[Work to do]
Find each line in the listing below that contains the word "boardwalk" and copy those lines. Only matches with the same uppercase and lowercase letters count.

[Input]
--------------------
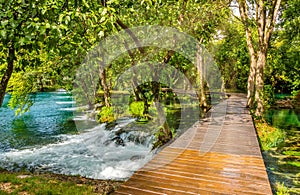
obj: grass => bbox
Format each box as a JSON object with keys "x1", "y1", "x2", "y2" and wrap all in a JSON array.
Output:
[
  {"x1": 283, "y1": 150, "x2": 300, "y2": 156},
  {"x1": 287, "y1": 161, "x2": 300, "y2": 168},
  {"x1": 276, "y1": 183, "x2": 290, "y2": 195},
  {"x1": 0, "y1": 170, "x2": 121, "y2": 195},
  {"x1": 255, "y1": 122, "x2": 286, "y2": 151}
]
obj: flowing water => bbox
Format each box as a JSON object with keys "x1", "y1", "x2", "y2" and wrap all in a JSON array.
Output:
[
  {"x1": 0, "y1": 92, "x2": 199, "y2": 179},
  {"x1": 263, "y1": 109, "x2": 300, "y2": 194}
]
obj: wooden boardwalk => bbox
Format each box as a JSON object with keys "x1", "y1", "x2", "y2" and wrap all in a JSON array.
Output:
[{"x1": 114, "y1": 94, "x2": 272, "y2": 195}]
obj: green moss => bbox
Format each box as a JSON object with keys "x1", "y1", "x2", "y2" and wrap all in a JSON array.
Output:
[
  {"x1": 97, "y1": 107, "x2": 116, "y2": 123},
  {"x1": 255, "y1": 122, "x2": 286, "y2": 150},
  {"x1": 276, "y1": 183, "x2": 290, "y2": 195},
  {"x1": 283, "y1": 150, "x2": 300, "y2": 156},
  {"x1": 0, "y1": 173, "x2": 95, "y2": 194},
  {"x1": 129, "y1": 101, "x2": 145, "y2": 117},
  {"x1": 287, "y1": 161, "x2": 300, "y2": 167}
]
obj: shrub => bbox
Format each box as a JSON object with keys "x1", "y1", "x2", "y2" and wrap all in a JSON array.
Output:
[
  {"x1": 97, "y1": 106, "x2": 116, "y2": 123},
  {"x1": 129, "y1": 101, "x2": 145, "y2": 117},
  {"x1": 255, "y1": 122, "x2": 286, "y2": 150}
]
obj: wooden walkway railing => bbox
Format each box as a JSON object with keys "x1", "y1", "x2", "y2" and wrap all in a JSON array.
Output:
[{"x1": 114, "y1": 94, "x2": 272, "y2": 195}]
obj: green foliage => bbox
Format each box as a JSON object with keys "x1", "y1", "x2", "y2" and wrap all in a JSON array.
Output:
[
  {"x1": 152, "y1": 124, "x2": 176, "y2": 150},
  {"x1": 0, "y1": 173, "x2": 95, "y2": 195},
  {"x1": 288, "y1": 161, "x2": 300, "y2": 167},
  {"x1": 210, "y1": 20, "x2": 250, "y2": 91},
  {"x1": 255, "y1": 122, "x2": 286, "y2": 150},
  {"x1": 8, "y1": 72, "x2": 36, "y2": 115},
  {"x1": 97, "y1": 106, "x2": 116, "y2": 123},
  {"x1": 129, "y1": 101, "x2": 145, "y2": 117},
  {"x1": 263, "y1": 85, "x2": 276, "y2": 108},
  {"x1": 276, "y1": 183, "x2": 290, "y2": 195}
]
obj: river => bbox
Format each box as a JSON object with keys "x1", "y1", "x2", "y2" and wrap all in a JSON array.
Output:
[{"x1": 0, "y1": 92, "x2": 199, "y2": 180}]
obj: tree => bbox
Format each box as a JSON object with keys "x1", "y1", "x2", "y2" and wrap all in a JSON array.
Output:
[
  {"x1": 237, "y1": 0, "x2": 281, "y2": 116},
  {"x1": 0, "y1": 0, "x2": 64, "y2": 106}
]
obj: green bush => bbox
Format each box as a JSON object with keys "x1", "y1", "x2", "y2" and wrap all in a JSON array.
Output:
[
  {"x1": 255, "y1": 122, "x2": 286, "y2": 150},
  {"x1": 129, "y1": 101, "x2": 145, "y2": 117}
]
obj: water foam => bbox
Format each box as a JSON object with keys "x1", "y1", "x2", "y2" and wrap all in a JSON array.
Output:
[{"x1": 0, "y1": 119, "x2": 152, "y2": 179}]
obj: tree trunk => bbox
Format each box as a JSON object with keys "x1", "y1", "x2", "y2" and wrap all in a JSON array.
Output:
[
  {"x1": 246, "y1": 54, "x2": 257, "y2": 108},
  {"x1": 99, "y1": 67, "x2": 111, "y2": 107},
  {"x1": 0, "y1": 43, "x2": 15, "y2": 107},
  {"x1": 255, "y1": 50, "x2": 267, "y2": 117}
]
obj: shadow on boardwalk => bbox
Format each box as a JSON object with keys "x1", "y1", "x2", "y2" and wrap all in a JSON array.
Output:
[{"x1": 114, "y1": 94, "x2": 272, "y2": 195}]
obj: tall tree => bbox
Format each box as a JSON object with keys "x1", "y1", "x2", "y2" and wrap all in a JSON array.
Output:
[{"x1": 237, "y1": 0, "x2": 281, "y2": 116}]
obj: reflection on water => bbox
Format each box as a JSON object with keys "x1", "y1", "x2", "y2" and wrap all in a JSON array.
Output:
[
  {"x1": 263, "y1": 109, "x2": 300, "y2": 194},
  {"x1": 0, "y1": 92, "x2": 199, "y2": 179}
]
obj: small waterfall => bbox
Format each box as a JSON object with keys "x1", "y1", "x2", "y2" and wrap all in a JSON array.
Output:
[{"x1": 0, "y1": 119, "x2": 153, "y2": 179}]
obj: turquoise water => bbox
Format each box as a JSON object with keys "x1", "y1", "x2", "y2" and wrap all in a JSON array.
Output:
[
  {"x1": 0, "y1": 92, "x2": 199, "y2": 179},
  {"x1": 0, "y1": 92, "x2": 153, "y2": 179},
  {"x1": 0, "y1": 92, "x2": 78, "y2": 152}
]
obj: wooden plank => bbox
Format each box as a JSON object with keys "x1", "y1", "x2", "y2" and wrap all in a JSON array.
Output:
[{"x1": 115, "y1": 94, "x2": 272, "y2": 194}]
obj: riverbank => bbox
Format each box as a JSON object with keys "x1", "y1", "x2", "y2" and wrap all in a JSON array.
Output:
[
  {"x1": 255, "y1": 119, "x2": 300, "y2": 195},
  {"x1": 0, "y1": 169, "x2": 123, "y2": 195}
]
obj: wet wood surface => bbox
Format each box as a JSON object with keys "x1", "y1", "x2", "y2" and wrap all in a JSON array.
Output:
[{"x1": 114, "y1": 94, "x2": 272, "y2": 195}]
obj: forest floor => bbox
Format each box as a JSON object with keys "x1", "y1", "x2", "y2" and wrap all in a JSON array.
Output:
--------------------
[Answer to this problem]
obj: wooden boardwalk => bbox
obj: shadow on boardwalk => bbox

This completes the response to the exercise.